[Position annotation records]
------------------------------------------------
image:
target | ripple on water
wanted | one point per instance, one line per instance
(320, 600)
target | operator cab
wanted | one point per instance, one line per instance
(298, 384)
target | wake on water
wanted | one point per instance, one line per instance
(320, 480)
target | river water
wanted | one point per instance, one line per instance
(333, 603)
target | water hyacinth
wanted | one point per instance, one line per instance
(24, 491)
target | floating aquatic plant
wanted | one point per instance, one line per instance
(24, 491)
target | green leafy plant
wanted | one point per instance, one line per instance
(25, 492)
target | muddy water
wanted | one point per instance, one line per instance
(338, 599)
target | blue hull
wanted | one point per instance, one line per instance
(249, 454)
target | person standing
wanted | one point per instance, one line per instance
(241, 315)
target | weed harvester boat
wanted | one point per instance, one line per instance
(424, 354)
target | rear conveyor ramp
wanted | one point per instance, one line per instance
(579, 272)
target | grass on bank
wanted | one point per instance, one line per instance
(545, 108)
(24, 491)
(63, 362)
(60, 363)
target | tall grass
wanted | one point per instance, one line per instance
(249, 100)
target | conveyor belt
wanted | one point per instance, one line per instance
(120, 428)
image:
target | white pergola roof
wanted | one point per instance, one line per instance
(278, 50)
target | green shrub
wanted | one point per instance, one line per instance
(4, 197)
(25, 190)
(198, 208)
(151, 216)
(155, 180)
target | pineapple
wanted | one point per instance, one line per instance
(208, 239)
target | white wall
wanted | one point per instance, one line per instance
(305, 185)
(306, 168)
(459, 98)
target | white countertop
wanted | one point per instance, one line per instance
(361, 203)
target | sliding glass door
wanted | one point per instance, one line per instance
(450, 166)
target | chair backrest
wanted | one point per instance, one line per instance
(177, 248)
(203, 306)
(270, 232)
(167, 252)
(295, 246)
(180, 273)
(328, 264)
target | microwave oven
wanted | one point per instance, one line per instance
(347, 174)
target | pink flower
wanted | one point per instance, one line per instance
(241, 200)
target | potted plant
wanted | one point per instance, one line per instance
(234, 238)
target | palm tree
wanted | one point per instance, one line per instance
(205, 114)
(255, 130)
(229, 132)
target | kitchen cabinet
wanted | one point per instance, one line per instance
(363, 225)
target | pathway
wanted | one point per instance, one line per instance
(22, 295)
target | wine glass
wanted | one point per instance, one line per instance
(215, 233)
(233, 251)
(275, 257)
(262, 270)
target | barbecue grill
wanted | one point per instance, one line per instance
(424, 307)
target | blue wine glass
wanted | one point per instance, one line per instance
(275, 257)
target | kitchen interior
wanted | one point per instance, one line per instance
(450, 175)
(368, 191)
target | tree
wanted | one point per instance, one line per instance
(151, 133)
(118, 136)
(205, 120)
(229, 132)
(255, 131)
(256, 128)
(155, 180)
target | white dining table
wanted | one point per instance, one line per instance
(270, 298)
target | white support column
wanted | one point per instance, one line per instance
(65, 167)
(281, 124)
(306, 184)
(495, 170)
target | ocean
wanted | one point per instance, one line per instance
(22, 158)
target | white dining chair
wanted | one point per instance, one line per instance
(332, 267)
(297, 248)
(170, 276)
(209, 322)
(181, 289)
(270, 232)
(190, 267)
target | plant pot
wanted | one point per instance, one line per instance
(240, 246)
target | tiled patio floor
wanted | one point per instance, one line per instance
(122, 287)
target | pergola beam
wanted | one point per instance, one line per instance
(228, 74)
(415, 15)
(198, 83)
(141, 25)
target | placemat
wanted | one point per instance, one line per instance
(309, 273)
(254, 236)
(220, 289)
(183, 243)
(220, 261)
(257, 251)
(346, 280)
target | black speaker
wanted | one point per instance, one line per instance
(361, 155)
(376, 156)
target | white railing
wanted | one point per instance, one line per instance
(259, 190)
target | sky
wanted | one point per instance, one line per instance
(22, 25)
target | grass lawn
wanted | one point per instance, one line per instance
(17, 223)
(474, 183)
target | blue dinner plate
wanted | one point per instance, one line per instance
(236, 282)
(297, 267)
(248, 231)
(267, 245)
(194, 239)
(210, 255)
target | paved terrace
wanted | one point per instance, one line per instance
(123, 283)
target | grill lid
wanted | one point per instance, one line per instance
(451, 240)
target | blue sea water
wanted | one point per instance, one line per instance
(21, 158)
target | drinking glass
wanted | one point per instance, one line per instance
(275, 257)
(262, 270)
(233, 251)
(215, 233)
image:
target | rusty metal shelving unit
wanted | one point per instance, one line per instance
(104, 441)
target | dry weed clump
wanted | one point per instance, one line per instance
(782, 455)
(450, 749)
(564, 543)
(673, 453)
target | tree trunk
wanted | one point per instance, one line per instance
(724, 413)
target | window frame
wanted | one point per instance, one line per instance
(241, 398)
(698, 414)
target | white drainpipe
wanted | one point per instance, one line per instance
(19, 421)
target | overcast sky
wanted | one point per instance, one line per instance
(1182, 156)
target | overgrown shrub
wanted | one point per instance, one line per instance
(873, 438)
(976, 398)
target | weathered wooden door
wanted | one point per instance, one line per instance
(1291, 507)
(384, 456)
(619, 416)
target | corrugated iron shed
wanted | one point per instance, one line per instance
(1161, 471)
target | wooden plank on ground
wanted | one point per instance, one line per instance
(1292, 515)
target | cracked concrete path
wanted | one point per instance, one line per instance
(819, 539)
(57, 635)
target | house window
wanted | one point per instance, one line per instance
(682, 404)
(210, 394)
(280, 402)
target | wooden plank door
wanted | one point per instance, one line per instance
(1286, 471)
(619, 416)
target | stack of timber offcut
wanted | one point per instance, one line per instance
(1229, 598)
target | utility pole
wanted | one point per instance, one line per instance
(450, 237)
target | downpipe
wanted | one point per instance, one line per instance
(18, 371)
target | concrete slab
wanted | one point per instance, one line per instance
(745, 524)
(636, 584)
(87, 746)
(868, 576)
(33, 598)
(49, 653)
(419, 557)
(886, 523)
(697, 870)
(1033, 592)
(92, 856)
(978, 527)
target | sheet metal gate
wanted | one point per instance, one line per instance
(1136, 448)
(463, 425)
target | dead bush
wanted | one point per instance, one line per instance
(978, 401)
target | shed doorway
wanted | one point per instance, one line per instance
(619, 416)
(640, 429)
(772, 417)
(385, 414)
------------------------------------------------
What the exercise asks:
Please output all of the lines above as a JSON list of strings, with one string for each line and blank lines left out.

Finished task:
[
  "image:",
  "target | ripple on water",
  "wanted | one point per instance, one line per instance",
  "(320, 600)",
  "target | operator cab",
  "wanted | one point per instance, one line per instance",
  "(298, 384)",
  "target | wake on water",
  "wanted | one point per instance, one line per instance",
  "(320, 480)",
  "target | river water",
  "wanted | one point per instance, one line per instance",
  "(333, 603)",
  "target | water hyacinth",
  "wanted | one point per instance, one line per instance",
  "(24, 491)",
  "target | floating aquatic plant",
  "wanted | one point per instance, one line per instance",
  "(24, 491)",
  "target | green leafy plant",
  "wanted | one point per instance, one line per instance",
  "(25, 492)",
  "target | muddy water",
  "wanted | one point per instance, one line per instance",
  "(338, 599)",
  "target | blue hull",
  "wanted | one point per instance, one line per instance",
  "(249, 454)",
  "target | person standing",
  "wanted | one point per instance, one line per instance",
  "(241, 315)",
  "target | weed harvester boat",
  "wanted | one point per instance, one line per instance",
  "(424, 354)",
  "target | rear conveyor ramp",
  "wanted | one point per instance, one line per instance",
  "(579, 272)",
  "target | grass on bank",
  "wanted | one point per instance, one line per instance",
  "(545, 108)",
  "(24, 491)",
  "(63, 362)",
  "(60, 363)",
  "target | tall grass",
  "wanted | one point per instance, one line per instance",
  "(249, 100)",
  "target | conveyor belt",
  "wanted | one point per instance, one line per instance",
  "(120, 428)",
  "image:",
  "target | white pergola roof",
  "wanted | one point per instance, one line per instance",
  "(278, 50)",
  "target | green shrub",
  "wanted | one point per instance, one line per instance",
  "(4, 197)",
  "(25, 190)",
  "(198, 208)",
  "(151, 216)",
  "(155, 180)",
  "target | pineapple",
  "wanted | one point per instance, one line per instance",
  "(208, 239)",
  "target | white wall",
  "wanted | one point per instance, one line per instance",
  "(305, 185)",
  "(306, 168)",
  "(459, 98)",
  "target | white countertop",
  "wanted | one point per instance, one line per instance",
  "(361, 203)",
  "target | sliding glass door",
  "wanted | one point per instance, one line per instance",
  "(450, 166)",
  "target | chair backrest",
  "wanted | one point per instance, one line per instance",
  "(177, 248)",
  "(203, 306)",
  "(270, 232)",
  "(167, 252)",
  "(295, 246)",
  "(180, 273)",
  "(328, 264)",
  "target | microwave oven",
  "wanted | one point per instance, one line per instance",
  "(347, 174)",
  "target | pink flower",
  "wanted | one point per instance, one line per instance",
  "(241, 200)",
  "target | potted plant",
  "wanted | one point per instance, one line per instance",
  "(234, 238)",
  "target | palm tree",
  "wanted | one point per instance, one line per instance",
  "(205, 114)",
  "(255, 130)",
  "(229, 132)",
  "target | kitchen cabinet",
  "wanted | one point per instance, one line per instance",
  "(363, 225)",
  "target | pathway",
  "wanted | one point per instance, one line per instance",
  "(22, 295)",
  "target | wine glass",
  "wanted | one point per instance, one line per instance",
  "(215, 233)",
  "(233, 251)",
  "(275, 257)",
  "(262, 270)",
  "target | barbecue grill",
  "wanted | one point per instance, one line per instance",
  "(424, 307)",
  "target | blue wine glass",
  "wanted | one point per instance, one line per instance",
  "(275, 257)",
  "target | kitchen interior",
  "wanted | one point per instance, one line per instance",
  "(450, 175)",
  "(368, 191)",
  "target | tree",
  "wanted | one point per instance, one line per instance",
  "(151, 133)",
  "(118, 136)",
  "(205, 120)",
  "(229, 132)",
  "(255, 131)",
  "(256, 128)",
  "(155, 180)",
  "target | white dining table",
  "wanted | one point per instance, one line per instance",
  "(270, 298)",
  "target | white support column",
  "wanted | one point per instance, one line per instance",
  "(65, 167)",
  "(281, 124)",
  "(306, 184)",
  "(495, 170)",
  "target | ocean",
  "wanted | one point per instance, one line per instance",
  "(22, 158)",
  "target | white dining chair",
  "wanted | one point per instance, one line per instance",
  "(332, 267)",
  "(297, 248)",
  "(170, 276)",
  "(209, 322)",
  "(181, 289)",
  "(270, 232)",
  "(190, 267)",
  "target | plant pot",
  "wanted | one point per instance, one line per instance",
  "(240, 246)",
  "target | tiled patio floor",
  "wanted | one point per instance, one line per instance",
  "(122, 287)",
  "target | pergola beam",
  "wanted | one point per instance, one line per instance",
  "(228, 74)",
  "(415, 15)",
  "(198, 83)",
  "(141, 25)",
  "target | placemat",
  "wanted | one point per instance, one line per instance",
  "(309, 273)",
  "(254, 236)",
  "(220, 289)",
  "(183, 243)",
  "(220, 261)",
  "(257, 251)",
  "(346, 280)",
  "target | black speaker",
  "wanted | one point per instance, one line per instance",
  "(361, 155)",
  "(376, 156)",
  "target | white railing",
  "wanted | one point per instance, one line per instance",
  "(259, 190)",
  "target | sky",
  "wanted | one point per instance, one line per instance",
  "(22, 25)",
  "target | grass lawn",
  "wanted | one point per instance, one line per instance",
  "(17, 223)",
  "(474, 183)",
  "target | blue dinner plate",
  "wanted | one point per instance, one line per instance",
  "(236, 282)",
  "(297, 267)",
  "(248, 231)",
  "(267, 245)",
  "(194, 239)",
  "(210, 255)",
  "target | paved terrace",
  "wanted | one point per instance, one line per instance",
  "(123, 283)",
  "target | grill lid",
  "wanted | one point per instance, one line per instance",
  "(451, 240)",
  "target | blue sea water",
  "wanted | one point per instance, one line per instance",
  "(21, 158)",
  "target | drinking glass",
  "wanted | one point per instance, one line per instance",
  "(275, 257)",
  "(262, 270)",
  "(233, 251)",
  "(215, 233)",
  "image:",
  "target | rusty metal shelving unit",
  "wanted | one point per instance, one line per instance",
  "(104, 441)",
  "target | dry weed clump",
  "wanted | one point per instance, one line per instance",
  "(782, 455)",
  "(450, 749)",
  "(564, 543)",
  "(673, 453)",
  "target | tree trunk",
  "wanted | one point per instance, one line per instance",
  "(724, 413)",
  "target | window frame",
  "wanted | one point per instance, one line per instance",
  "(241, 398)",
  "(698, 414)",
  "target | white drainpipe",
  "wanted | one point per instance, one line per instance",
  "(19, 421)",
  "target | overcast sky",
  "wanted | one point per instance, one line per instance",
  "(1182, 156)",
  "target | overgrown shrub",
  "wanted | one point per instance, one line per instance",
  "(873, 438)",
  "(976, 398)",
  "target | weathered wooden door",
  "wanted | one point per instance, one line per instance",
  "(1291, 507)",
  "(384, 456)",
  "(619, 416)",
  "target | corrugated iron shed",
  "wanted | one point per instance, one line per instance",
  "(1161, 471)",
  "target | wooden plank on ground",
  "wanted | one point per instance, one line per instance",
  "(1292, 515)",
  "target | cracked concrete path",
  "wanted | one point per instance, one line per instance",
  "(819, 539)",
  "(57, 635)",
  "target | house window",
  "wanted | one point per instance, one line per instance",
  "(682, 404)",
  "(210, 394)",
  "(280, 402)",
  "target | wooden plank door",
  "wanted | one point per instance, one line per instance",
  "(1286, 471)",
  "(619, 416)",
  "target | stack of timber offcut",
  "wanted | one point per instance, one line per instance",
  "(1229, 598)",
  "target | utility pole",
  "wanted | one point per instance, one line per instance",
  "(450, 237)",
  "target | downpipe",
  "wanted | one point per instance, one line per instance",
  "(18, 371)",
  "target | concrete slab",
  "wanted | one point per instance, one line per instance",
  "(745, 524)",
  "(636, 584)",
  "(87, 746)",
  "(868, 576)",
  "(33, 598)",
  "(49, 653)",
  "(419, 557)",
  "(886, 523)",
  "(697, 870)",
  "(1033, 592)",
  "(92, 856)",
  "(978, 527)",
  "target | sheet metal gate",
  "wanted | one point per instance, one line per instance",
  "(1136, 448)",
  "(463, 425)",
  "target | dead bush",
  "wanted | one point per instance, one line per instance",
  "(978, 401)",
  "target | shed doorway",
  "wanted | one point per instance, one line per instance",
  "(619, 416)",
  "(640, 429)",
  "(772, 417)",
  "(385, 414)"
]